*WHAT YOU HAVE TO DO*.
Down to the final line, print the records below exactly and without pictures.

=== Section Start ===

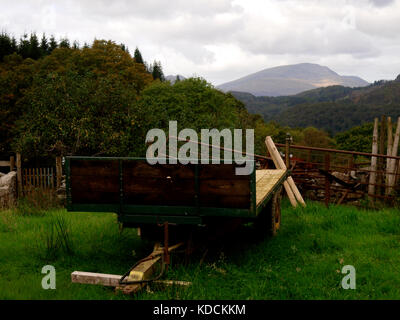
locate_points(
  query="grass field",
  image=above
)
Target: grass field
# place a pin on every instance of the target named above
(303, 262)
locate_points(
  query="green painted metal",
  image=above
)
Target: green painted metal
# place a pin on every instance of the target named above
(68, 182)
(138, 219)
(161, 210)
(253, 193)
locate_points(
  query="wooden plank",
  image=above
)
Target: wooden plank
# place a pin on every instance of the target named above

=== Section End ===

*PROBLEM SOLUTION*.
locate_points(
  query="grass field",
  image=above
)
Target: grass field
# place a pin on every instance of the target named above
(303, 262)
locate_points(
  query="green painted metal",
  image=above
)
Target: green painted metal
# place a pin on every instance of the target named above
(68, 182)
(138, 219)
(161, 210)
(253, 193)
locate_points(
  query="wooden plank",
  image=above
)
Target: wooden plank
# place a pin on every instance of the target named above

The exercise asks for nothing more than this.